### Document text
★ ★ ★ ★ ★ ★ ★
The Indians keep jettisoning mainstays, reducing payroll and winning. Since July 2019, they've traded Trevor Bauer, Corey Kluber, Mike Clevinger, Francisco Lindor and Carlos Carrasco and declined options on Brad Hand and Carlos Santana. Nevertheless, they still finished above .500 for the eighth consecutive season in 2020 while making the playoffs for the fourth time in the last five years.
Cleveland is projected to have the lowest Opening Day payroll in the American League this season, yet it's also expected to contend once again in the AL Central. It has done a fine job of plugging holes by developing replacements and dealing for youngsters.
The Tribe found three-fifths of its formidable rotation in the 2016 Draft with Shane Bieber (fourth round), Aaron Civale (third) and Zach Plesac (12th), which made it easier to trade Bauer, Kluber, Clevinger and Carrasco. It'll attempt to replace Lindor in the near future with non-quite-established big leaguers Andrés Giménez and Amed Rosario, part of the the Lindor/Carrasco return from the Mets, and also have a farm system teeming with middle-infield prospects.
Cleveland's system may be on the verge of gaining recognition as one of the best around. That might have happened already had the coronavirus pandemic not wiped out the 2020 Minor League schedule and denied many of the Indians' best prospects the opportunity to make their full-season debuts.
★ ★ ★ ★ ★ ★ ★
### Required tasks
a) Print the stretch of the passage on the Cleveland Indians from "The Indians keep" through "dealing for youngsters.".
b) Translate this sentence from the passage on the Cleveland Indians into Spanish: "Cleveland's system may be on the verge of gaining recognition as one of the best around."
c) Summarize the passage on the Cleveland Indians in two sentences.
★ ★ ★ ★ ★ ★ ★
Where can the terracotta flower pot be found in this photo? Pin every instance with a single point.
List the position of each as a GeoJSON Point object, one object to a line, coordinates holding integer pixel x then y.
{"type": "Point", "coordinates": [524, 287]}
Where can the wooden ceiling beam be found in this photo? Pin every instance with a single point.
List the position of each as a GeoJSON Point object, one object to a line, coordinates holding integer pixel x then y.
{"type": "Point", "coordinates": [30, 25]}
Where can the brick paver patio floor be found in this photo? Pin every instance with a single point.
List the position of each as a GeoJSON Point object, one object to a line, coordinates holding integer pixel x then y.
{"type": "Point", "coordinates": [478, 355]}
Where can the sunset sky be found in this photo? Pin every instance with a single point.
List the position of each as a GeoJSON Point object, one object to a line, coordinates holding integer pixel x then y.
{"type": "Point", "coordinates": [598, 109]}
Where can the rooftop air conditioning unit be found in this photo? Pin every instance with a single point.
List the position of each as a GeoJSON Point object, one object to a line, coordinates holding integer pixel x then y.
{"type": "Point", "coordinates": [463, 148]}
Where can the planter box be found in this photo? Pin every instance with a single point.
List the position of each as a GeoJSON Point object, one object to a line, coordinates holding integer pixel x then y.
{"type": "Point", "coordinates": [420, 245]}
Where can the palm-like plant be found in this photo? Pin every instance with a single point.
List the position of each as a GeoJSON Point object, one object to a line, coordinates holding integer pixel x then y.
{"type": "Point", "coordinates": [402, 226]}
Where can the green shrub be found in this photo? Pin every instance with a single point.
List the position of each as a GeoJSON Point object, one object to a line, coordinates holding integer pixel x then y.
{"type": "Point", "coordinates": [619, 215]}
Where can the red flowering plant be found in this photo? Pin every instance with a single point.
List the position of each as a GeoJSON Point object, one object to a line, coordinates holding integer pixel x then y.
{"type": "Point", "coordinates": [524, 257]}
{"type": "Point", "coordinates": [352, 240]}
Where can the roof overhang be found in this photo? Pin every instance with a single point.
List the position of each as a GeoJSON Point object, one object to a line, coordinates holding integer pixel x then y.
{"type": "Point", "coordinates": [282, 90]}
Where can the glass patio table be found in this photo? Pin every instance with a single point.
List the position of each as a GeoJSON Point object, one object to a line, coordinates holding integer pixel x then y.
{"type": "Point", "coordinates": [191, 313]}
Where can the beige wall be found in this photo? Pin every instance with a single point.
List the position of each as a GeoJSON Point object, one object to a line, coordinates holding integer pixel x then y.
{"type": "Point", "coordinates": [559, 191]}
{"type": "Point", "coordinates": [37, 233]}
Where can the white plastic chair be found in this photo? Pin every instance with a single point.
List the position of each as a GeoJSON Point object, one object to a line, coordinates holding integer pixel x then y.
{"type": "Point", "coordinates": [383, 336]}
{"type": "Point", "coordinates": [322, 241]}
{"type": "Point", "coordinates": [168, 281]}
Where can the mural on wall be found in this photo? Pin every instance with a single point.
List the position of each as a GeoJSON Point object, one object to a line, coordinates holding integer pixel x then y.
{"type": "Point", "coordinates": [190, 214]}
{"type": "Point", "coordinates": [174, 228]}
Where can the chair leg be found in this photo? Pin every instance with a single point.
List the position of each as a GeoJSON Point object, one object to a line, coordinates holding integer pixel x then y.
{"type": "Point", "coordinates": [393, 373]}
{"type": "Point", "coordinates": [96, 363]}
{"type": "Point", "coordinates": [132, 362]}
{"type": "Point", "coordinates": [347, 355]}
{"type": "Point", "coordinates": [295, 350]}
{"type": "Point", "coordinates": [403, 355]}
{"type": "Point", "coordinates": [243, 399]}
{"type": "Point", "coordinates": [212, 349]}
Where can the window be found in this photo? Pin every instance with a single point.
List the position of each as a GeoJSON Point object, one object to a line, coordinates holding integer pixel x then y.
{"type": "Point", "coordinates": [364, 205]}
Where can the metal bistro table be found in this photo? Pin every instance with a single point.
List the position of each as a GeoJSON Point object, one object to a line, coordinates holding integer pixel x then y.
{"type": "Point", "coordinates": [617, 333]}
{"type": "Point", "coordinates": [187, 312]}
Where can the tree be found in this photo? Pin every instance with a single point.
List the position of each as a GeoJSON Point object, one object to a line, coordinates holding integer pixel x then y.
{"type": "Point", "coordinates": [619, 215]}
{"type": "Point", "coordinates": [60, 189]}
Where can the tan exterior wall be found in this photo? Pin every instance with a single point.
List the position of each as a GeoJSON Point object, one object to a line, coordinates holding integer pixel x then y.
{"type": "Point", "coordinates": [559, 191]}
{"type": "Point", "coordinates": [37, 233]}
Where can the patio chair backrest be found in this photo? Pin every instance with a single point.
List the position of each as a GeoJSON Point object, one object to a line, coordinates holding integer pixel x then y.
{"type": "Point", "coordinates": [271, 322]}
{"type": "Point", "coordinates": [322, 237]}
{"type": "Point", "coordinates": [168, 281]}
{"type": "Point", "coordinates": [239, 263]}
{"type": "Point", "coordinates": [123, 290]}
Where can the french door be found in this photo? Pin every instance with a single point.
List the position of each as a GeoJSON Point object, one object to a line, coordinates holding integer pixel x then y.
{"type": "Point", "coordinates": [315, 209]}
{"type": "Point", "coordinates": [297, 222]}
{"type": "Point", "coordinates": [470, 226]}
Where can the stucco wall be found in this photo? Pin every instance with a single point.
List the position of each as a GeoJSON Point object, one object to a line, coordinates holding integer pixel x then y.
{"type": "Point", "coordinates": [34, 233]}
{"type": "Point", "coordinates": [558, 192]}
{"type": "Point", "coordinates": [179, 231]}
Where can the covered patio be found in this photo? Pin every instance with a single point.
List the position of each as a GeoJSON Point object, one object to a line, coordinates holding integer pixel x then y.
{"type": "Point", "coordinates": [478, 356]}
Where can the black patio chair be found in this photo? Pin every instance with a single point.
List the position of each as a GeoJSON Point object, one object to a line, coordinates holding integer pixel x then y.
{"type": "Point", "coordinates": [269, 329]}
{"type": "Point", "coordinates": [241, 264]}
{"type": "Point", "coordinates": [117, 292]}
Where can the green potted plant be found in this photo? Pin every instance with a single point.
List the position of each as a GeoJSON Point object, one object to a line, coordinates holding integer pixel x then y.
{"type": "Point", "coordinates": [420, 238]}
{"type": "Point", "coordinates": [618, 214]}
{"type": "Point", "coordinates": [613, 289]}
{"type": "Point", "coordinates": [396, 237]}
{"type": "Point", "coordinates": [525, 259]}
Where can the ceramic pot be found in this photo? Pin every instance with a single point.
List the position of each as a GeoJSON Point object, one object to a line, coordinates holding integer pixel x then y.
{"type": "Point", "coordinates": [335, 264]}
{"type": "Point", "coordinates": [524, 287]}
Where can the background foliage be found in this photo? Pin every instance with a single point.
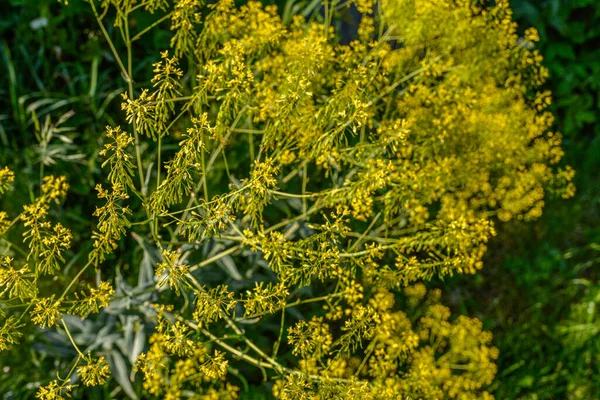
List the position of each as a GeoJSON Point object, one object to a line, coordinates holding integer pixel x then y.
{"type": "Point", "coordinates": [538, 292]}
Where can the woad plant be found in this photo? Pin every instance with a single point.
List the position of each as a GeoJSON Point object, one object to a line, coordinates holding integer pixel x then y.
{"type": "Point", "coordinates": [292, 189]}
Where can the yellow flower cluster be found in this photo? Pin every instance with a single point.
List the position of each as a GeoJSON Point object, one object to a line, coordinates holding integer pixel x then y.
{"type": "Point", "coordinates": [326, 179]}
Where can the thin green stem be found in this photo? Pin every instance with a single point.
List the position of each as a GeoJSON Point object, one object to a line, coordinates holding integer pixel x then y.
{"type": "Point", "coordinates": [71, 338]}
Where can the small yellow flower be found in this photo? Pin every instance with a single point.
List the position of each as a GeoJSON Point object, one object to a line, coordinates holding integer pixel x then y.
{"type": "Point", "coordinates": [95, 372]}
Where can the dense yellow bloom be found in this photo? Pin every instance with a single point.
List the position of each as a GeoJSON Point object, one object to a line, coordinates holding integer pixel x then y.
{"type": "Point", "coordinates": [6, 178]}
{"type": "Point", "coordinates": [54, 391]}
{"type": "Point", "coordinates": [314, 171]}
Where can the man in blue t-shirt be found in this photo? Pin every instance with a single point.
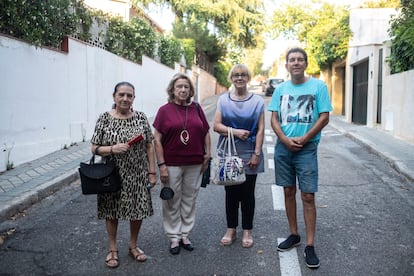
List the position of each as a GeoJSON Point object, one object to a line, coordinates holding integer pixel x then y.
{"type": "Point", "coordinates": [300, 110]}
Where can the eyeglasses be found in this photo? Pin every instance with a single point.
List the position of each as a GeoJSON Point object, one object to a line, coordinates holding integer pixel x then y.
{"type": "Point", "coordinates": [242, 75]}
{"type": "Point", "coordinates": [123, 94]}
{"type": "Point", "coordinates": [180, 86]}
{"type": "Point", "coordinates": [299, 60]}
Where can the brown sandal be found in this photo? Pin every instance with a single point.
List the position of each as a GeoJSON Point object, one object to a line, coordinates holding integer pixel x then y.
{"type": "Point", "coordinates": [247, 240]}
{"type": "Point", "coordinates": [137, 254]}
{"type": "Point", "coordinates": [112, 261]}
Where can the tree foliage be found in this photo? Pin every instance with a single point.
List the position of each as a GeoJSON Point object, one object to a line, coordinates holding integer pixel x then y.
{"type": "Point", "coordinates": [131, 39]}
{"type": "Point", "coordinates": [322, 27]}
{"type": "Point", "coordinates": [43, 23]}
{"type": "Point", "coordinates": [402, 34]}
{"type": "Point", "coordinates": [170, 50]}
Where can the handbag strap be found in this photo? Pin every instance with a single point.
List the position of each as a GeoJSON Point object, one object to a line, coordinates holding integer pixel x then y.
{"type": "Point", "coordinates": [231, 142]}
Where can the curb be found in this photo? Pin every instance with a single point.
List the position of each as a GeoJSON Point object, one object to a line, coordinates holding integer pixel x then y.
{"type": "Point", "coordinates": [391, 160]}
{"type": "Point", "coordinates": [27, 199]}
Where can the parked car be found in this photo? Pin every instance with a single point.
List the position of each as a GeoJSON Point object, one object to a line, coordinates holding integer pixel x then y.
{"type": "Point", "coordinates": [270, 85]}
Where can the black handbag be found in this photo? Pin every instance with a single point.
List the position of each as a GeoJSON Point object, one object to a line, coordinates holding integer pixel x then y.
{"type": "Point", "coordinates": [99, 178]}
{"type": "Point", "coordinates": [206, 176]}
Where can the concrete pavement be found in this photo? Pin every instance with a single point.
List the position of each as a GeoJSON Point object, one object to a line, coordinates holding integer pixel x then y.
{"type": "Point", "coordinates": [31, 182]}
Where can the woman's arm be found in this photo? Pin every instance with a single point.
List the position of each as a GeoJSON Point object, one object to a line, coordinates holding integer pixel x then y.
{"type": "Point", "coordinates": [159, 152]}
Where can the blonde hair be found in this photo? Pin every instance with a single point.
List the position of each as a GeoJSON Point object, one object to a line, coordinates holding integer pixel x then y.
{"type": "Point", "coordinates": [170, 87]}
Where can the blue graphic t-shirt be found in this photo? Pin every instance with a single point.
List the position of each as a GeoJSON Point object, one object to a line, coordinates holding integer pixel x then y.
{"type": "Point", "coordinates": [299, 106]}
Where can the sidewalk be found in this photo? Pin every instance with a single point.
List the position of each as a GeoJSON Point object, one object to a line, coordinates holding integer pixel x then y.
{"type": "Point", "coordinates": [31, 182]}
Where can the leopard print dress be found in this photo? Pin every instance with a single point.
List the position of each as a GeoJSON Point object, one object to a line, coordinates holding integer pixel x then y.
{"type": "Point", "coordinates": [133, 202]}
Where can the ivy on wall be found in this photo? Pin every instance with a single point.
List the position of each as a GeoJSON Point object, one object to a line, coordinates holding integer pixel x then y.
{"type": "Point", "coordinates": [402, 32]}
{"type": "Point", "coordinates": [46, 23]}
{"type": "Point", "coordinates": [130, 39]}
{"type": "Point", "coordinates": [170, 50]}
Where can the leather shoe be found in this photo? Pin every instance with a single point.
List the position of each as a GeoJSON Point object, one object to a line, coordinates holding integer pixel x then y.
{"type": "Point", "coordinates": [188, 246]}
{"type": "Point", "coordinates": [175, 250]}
★ ★ ★ ★ ★ ★ ★
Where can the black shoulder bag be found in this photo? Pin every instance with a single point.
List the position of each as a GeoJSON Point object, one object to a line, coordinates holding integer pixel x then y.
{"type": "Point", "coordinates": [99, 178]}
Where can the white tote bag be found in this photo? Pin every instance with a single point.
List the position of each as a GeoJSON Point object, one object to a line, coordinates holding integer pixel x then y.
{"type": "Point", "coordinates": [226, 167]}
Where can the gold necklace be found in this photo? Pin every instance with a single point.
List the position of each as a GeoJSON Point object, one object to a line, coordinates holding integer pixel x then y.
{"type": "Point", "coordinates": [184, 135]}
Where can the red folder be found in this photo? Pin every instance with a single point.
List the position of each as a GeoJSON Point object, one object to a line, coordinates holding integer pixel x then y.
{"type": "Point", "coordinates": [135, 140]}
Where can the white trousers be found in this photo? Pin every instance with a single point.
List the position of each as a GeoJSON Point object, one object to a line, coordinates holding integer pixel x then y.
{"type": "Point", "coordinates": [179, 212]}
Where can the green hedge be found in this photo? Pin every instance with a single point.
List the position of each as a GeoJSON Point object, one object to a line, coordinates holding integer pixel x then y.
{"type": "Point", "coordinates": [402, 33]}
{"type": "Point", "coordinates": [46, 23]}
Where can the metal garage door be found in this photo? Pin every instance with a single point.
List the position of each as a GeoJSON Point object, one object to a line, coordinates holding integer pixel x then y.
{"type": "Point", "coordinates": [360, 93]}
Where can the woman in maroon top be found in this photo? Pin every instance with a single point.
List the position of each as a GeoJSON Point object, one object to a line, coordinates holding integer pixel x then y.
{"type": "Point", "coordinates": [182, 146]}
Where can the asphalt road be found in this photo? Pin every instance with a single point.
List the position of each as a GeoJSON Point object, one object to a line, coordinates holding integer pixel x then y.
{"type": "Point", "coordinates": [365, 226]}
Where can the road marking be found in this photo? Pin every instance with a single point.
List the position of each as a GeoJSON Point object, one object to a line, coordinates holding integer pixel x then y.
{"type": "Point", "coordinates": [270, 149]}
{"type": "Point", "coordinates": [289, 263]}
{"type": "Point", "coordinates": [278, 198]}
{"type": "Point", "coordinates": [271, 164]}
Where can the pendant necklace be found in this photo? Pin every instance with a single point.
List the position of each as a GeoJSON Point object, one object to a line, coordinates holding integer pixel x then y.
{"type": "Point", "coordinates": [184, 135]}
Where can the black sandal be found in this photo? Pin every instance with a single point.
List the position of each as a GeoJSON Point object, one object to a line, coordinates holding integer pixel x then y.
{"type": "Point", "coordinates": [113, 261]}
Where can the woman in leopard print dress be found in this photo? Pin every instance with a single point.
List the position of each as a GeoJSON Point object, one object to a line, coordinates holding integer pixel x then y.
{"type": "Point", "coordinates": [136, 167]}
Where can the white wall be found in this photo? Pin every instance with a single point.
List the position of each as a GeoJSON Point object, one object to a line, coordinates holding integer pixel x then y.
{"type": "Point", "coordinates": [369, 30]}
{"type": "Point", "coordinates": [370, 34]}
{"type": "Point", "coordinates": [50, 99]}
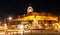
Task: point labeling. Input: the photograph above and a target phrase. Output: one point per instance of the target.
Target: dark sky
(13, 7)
★ ★ ★ ★ ★ ★ ★
### Set of answers
a)
The Indians keep jettisoning mainstays, reducing payroll and winning. Since July 2019, they've traded Trevor Bauer, Corey Kluber, Mike Clevinger, Francisco Lindor and Carlos Carrasco and declined options on Brad Hand and Carlos Santana. Nevertheless, they still finished above .500 for the eighth consecutive season in 2020 while making the playoffs for the fourth time in the last five years.
Cleveland is projected to have the lowest Opening Day payroll in the American League this season, yet it's also expected to contend once again in the AL Central. It has done a fine job of plugging holes by developing replacements and dealing for youngsters.

b) El sistema de Cleveland podría estar a punto de obtener reconocimiento como uno de los mejores que existen.

c) Although the Indians have traded away or declined options on several mainstays since July 2019, they finished above .500 for the eighth straight season in 2020 and made the playoffs. They are expected to contend in the AL Central again despite the league's lowest projected Opening Day payroll, having filled gaps by developing replacements and acquiring young players, and their farm system may soon be recognized as one of the best.